▶ _Prompt_
Arrange every line of the listing below as a Markdown table with two columns, Row and Line, skipping blank lines. Leave the pictures out of the table.

▶ _Stored data_
-------------------------

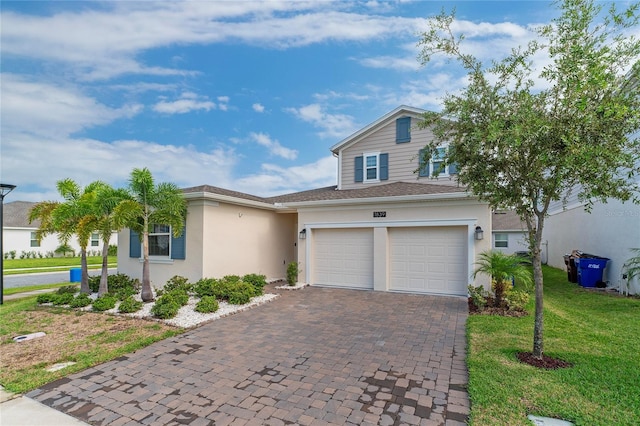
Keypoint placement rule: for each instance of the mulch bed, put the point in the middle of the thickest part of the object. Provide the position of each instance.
(546, 362)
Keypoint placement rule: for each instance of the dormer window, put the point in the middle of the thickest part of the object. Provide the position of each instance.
(372, 167)
(403, 130)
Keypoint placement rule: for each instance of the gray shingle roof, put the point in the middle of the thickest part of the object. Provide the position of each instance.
(16, 215)
(396, 189)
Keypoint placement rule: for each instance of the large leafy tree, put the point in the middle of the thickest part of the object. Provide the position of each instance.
(524, 145)
(148, 205)
(72, 216)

-------------------------

▶ _Exercise output_
| Row | Line |
|---|---|
| 1 | Keypoint placement rule: for each instance of the mulch bed, put the point in the middle of the thickest part of the object. Provide the position of each instance. |
| 2 | (546, 362) |
| 3 | Keypoint placement rule: for each instance of the dormer window, put the point in the middle of the thickest part of the object. Provide the position of each instance. |
| 4 | (372, 167) |
| 5 | (403, 130) |
| 6 | Keypoint placement rule: for each instance of the gray shingle roof, put the point in the middle of the thickest part of the object. Provide the position of each instance. |
| 7 | (16, 215) |
| 8 | (396, 189) |
| 9 | Keypoint placement rule: for each instance of the large leafy tree, put the point in the middle of the thickest part of the object. Provide the position of each instance. |
| 10 | (524, 145) |
| 11 | (148, 205) |
| 12 | (72, 216) |